Gemert is a town in the Dutch province of North Brabant. It is located in the municipality of Gemert-Bakel.

Gemert was a separate municipality until 1997, when it merged with Bakel.

From the 13th century until 1807 Gemert was owned by the knights of the Teutonic Order and had independence from the Netherlands, chose to remain neutral throughout many wars and conflicts over the centuries.

The spoken language is Peellands (an East Brabantian dialect, which is very similar to colloquial Dutch).

==Population centres==
The population centres from Gemert are Handel, De Mortel and Elsendorp.
Gemert also has a little chapel village called Esdonk and a Protestant mining village called Vossenberg.

- [QUESTIONS]:
[1] List the population centres of Gemert that the Gemert text names in its "Population centres" section, leaving out the chapel village and the mining village.
[2] Answer these from the Gemert text:
(a) In what year did Gemert merge with Bakel?
(b) Who owned Gemert from the 13th century until 1807?
(c) What spoken language does the text give for Gemert?
[3] Write out the part of the Gemert text starting at "Gemert is a" and ending at "merged with Bakel.", word for word.
Base every answer on the Gemert text alone.

- [AVAILABLE DATA]:
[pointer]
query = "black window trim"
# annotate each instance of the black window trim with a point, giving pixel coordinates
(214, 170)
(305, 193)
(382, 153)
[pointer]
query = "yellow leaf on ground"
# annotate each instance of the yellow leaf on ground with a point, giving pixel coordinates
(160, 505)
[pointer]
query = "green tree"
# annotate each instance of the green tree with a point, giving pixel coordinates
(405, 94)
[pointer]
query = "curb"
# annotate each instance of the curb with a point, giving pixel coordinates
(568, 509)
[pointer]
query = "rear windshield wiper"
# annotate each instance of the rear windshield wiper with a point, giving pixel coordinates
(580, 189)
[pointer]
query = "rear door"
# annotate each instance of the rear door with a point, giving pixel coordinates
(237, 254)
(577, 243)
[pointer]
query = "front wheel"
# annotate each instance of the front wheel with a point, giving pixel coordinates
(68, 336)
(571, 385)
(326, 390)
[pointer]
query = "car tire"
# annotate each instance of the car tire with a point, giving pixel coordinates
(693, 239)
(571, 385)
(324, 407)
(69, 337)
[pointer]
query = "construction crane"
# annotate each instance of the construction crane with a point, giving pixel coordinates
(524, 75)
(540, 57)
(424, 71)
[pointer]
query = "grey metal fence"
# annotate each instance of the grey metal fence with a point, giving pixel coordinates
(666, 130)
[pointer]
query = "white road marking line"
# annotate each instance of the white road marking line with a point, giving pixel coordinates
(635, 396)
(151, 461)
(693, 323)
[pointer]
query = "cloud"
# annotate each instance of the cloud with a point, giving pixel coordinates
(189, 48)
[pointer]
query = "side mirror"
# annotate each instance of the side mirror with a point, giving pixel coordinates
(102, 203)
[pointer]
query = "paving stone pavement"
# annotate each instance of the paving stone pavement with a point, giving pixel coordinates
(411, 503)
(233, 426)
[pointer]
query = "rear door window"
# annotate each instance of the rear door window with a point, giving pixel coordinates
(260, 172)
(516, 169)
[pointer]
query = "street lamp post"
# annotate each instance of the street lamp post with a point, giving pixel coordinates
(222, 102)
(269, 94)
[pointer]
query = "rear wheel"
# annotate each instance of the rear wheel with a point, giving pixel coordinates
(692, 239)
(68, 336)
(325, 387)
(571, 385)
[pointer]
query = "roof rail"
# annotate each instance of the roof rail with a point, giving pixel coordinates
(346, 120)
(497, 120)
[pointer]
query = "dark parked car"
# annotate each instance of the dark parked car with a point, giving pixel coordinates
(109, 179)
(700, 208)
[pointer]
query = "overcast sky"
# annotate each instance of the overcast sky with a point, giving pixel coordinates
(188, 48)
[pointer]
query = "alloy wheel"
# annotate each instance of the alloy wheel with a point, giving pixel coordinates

- [SOLUTIONS BELOW]:
[1]
Handel
De Mortel
Elsendorp

[2]
(a) 1997
(b) The knights of the Teutonic Order
(c) Peellands, an East Brabantian dialect

[3]
Gemert is a town in the Dutch province of North Brabant. It is located in the municipality of Gemert-Bakel.

Gemert was a separate municipality until 1997, when it merged with Bakel.